▶ RECORD SET
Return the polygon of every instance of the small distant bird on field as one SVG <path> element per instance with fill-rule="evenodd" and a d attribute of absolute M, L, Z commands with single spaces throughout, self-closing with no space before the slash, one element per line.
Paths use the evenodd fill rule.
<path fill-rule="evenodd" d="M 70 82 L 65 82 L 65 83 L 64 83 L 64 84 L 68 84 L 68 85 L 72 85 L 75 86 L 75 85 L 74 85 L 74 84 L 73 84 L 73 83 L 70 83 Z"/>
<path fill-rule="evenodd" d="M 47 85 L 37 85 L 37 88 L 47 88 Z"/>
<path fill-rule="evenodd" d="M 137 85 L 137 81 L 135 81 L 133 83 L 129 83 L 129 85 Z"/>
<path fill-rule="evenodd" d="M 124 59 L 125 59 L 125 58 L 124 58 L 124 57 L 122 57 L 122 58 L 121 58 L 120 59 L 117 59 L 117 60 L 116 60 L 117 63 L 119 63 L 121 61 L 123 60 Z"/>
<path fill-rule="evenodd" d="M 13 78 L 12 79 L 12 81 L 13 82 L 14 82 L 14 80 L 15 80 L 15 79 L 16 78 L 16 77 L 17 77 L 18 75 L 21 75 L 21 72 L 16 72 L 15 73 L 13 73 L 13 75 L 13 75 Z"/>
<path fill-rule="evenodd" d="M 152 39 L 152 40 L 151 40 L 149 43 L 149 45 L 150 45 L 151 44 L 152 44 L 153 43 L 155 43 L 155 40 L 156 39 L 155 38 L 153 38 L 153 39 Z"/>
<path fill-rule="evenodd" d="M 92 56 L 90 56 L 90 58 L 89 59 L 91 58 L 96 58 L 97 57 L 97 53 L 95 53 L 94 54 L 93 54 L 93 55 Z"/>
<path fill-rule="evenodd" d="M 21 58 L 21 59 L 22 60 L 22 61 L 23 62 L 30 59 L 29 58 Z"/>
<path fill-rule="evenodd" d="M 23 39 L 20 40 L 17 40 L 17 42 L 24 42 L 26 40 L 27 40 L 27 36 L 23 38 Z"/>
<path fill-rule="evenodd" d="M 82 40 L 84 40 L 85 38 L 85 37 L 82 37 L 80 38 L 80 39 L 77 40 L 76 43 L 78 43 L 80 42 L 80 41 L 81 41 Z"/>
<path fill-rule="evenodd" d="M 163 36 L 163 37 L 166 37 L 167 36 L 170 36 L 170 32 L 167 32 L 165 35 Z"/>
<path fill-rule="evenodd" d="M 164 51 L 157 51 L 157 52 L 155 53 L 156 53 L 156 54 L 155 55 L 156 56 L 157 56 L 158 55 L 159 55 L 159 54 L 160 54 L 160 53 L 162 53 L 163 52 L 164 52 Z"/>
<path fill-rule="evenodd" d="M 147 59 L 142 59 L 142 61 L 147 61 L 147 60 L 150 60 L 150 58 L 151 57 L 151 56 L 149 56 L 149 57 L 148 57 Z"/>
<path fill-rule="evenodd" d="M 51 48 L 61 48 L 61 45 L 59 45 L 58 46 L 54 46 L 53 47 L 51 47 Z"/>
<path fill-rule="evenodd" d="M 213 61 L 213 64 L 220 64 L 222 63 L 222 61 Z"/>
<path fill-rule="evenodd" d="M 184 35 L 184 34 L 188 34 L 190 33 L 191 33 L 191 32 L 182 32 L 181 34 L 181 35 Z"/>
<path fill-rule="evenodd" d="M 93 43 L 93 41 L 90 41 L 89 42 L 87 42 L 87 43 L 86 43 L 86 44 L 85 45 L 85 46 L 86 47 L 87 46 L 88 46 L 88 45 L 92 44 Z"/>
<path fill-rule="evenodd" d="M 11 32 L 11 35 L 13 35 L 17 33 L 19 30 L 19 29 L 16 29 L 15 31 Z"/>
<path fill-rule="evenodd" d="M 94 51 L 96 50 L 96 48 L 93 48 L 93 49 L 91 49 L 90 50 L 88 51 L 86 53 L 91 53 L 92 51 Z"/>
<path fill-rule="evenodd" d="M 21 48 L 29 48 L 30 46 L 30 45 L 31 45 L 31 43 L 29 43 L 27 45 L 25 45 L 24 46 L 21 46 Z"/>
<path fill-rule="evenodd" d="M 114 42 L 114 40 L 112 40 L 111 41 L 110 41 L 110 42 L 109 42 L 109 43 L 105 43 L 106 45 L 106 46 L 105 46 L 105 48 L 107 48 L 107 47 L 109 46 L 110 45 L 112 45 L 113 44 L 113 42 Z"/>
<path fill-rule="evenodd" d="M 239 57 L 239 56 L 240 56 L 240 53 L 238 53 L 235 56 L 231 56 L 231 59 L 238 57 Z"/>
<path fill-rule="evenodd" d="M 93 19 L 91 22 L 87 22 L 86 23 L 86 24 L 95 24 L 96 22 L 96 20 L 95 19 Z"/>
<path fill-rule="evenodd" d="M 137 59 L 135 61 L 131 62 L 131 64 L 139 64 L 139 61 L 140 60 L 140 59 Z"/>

▶ TASK OBJECTIVE
Report every line of the listing above that contains the word "field".

▶ SOLVED PROBLEM
Return the polygon of every instance of the small distant bird on field as one SVG <path> element per instance with fill-rule="evenodd" and a d attribute of absolute M, L, Z commands with single spaces throughout, self-closing with no space before the slash, one element per line.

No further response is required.